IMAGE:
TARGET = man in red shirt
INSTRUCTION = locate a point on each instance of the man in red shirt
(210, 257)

● ● ●

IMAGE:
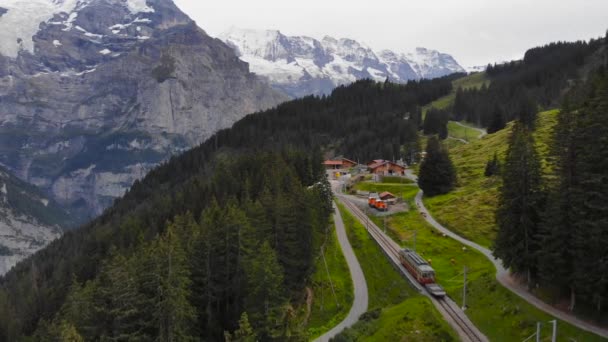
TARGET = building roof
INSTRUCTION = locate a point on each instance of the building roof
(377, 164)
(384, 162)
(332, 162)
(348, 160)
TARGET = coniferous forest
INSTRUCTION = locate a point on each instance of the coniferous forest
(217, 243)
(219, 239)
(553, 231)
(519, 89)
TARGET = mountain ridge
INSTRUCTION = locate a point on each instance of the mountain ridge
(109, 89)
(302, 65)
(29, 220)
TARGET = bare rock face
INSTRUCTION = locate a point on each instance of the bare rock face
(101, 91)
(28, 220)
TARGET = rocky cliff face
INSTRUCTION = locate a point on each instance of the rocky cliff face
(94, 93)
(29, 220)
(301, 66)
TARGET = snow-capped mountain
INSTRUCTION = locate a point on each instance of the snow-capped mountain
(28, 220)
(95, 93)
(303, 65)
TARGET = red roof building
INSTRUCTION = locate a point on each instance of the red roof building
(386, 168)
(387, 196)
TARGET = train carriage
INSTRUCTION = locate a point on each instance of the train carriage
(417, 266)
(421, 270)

● ● ●

Please gather every line above that contains the string "face" and copy each one out in full.

> [FINISHED EXERCISE]:
TARGET = bare rock face
INSTRUCTION = locate a point on each instance of the bare rock face
TARGET = rocky cliff face
INSTRUCTION = locate a point on each instance of the rocky cliff face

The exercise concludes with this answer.